[Start of Records to process]

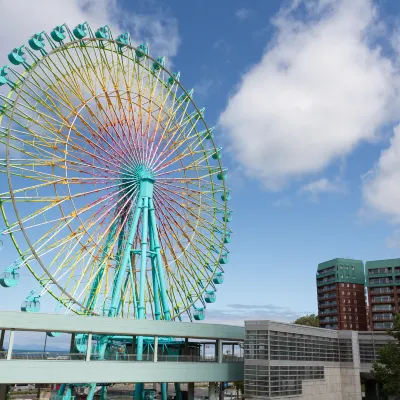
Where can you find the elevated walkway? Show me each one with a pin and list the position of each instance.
(81, 368)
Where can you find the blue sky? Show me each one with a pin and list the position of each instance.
(304, 97)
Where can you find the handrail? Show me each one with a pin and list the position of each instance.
(66, 356)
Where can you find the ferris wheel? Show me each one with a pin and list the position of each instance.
(117, 200)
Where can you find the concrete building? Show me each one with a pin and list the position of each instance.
(341, 294)
(383, 282)
(286, 360)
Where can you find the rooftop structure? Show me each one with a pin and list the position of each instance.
(341, 294)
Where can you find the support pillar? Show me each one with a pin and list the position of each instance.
(186, 347)
(219, 351)
(72, 344)
(103, 393)
(10, 344)
(190, 391)
(178, 391)
(155, 350)
(212, 391)
(89, 347)
(3, 392)
(164, 391)
(133, 350)
(221, 391)
(138, 391)
(3, 333)
(91, 390)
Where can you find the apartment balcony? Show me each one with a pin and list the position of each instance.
(326, 280)
(383, 299)
(327, 296)
(331, 326)
(326, 271)
(383, 325)
(327, 289)
(381, 281)
(385, 290)
(380, 271)
(382, 317)
(327, 320)
(382, 308)
(327, 312)
(327, 304)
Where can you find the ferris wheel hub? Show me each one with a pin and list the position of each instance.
(141, 176)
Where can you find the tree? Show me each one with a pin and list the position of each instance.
(238, 387)
(387, 368)
(308, 320)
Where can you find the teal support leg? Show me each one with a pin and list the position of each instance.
(68, 393)
(143, 264)
(132, 279)
(163, 292)
(103, 394)
(157, 311)
(178, 391)
(91, 391)
(62, 389)
(125, 260)
(164, 391)
(139, 391)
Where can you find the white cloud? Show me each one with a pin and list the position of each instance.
(381, 186)
(282, 202)
(319, 90)
(29, 17)
(242, 14)
(323, 185)
(393, 242)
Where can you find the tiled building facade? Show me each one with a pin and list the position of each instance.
(341, 295)
(383, 282)
(293, 361)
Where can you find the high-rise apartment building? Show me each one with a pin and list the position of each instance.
(383, 282)
(341, 294)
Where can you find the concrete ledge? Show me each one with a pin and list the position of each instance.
(24, 321)
(18, 371)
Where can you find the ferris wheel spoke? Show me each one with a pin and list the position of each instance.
(205, 222)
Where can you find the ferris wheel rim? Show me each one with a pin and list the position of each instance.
(12, 195)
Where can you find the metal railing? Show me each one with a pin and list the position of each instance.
(65, 356)
(47, 356)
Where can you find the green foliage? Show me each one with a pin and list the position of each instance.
(308, 320)
(239, 388)
(387, 368)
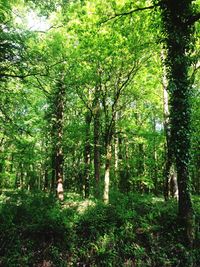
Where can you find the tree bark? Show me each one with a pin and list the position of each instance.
(97, 144)
(178, 43)
(107, 174)
(57, 133)
(87, 153)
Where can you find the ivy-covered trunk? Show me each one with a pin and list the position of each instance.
(87, 152)
(97, 141)
(57, 134)
(177, 30)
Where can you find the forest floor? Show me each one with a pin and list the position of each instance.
(133, 230)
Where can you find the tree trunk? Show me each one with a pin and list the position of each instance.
(97, 142)
(169, 168)
(175, 16)
(107, 174)
(87, 152)
(57, 135)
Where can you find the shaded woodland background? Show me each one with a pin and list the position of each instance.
(104, 97)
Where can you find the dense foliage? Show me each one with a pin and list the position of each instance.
(133, 230)
(99, 99)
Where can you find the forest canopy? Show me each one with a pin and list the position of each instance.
(101, 97)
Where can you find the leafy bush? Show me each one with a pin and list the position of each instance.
(133, 230)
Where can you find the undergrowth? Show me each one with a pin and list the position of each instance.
(133, 230)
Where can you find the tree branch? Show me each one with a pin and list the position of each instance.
(129, 12)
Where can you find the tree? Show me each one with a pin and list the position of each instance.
(178, 30)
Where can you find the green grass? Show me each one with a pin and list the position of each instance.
(133, 230)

[End of Records to process]

◆ Task instructions
Copy out all the entries exactly. Images stay out of the copy.

◆ Correct answer
Where can you find the elevated walkway? Show me each one with a pin and list the position of each instance.
(81, 368)
Where can you find the blue sky? Show me each one with a pin and list the position of each instance.
(304, 97)
Where can you find the handrail? Show me each one with a pin and list the position of each instance.
(66, 356)
Where can you find the ferris wheel? Show me each one with a pin and list the position of each instance.
(117, 200)
Where can you find the concrete building? Show me each one with a pin and list the position of each instance.
(341, 294)
(383, 282)
(286, 360)
Where can you find the rooftop structure? Show me each one with a pin and list the position of each instance.
(341, 294)
Where can you find the support pillar? Show me each one with a pin and list the position of each instance.
(186, 347)
(219, 351)
(72, 344)
(103, 393)
(10, 344)
(190, 391)
(178, 391)
(155, 350)
(212, 391)
(89, 347)
(3, 392)
(164, 391)
(133, 350)
(221, 391)
(138, 391)
(3, 333)
(91, 390)
Where can you find the apartment balcony? Show me each one with a pin and list the position of each instance.
(326, 280)
(383, 299)
(327, 296)
(331, 326)
(326, 271)
(383, 325)
(327, 289)
(381, 281)
(385, 290)
(380, 271)
(382, 317)
(327, 320)
(382, 308)
(327, 312)
(327, 304)
Where can you find the ferris wheel hub? Show me each one with a pin and list the position of each instance.
(141, 176)
Where can you find the tree? Show me each one with a pin and list the position of each instance.
(238, 387)
(387, 368)
(308, 320)
Where can you find the teal support leg? Show me each one with a pin and list the position of each instance.
(68, 393)
(143, 264)
(132, 279)
(163, 292)
(103, 394)
(157, 311)
(178, 391)
(91, 391)
(62, 389)
(125, 260)
(164, 391)
(139, 391)
Where can you find the white cloud? Show me each one with a pin and list the position of each instance.
(381, 186)
(282, 202)
(319, 90)
(29, 17)
(242, 14)
(323, 185)
(393, 242)
Where can you find the tiled building facade? Show me each one with a pin and list the position of each instance.
(341, 295)
(383, 282)
(293, 361)
Where can you find the high-rise apartment building? Show me each one with a pin and list the position of each instance.
(383, 282)
(341, 294)
Where can you find the concrete ledge? Show me each one with a pin and list the position of each instance.
(24, 321)
(18, 371)
Where can you find the ferris wheel spoke? Show me each one with a pin and list the position of each instance.
(205, 222)
Where can you find the ferris wheel rim? Show me each one with a pin and list the position of each instance.
(12, 195)
Where can you find the metal railing? Show me each one with a pin and list the position of each instance.
(65, 356)
(47, 356)
Where can you find the green foliage? Show me each one with a pin and list the position of each instance.
(308, 320)
(239, 388)
(387, 368)
Where can you find the tree bark? Show me each one with a pin and list the position of each instance.
(97, 144)
(178, 43)
(107, 174)
(57, 133)
(87, 153)
Where can you find the ivy-covered trunk? Show me each one with a pin and list the position of each instance.
(87, 152)
(97, 141)
(57, 134)
(177, 30)
Where can you find the forest floor? Show me each one with a pin and list the position of each instance.
(133, 230)
Where can you find the tree trunk? Show me each one with a pin and list the position of each instance.
(97, 142)
(169, 168)
(175, 16)
(107, 174)
(87, 152)
(57, 135)
Where can you find the shaded woodland background? Show me each one with a pin and list the position of each instance.
(104, 97)
Where can you find the dense foliage? Show me each one with a pin and list the position of each instance.
(133, 230)
(99, 99)
Where can you find the forest canopy? Show me each one with a pin and list the position of each instance.
(101, 97)
Where can you find the leafy bush? Show me each one with a pin and list the position of each instance.
(133, 230)
Where can you find the undergrowth? Show me each one with a pin and list the position of each instance.
(133, 230)
Where can you find the tree branch? Show me each one with a pin and list the position of each instance.
(129, 12)
Where can you find the tree? Show me each one with a pin and list the position of each instance.
(178, 30)
Where can you find the green grass? Show me each one with a pin and list the position of each instance.
(133, 230)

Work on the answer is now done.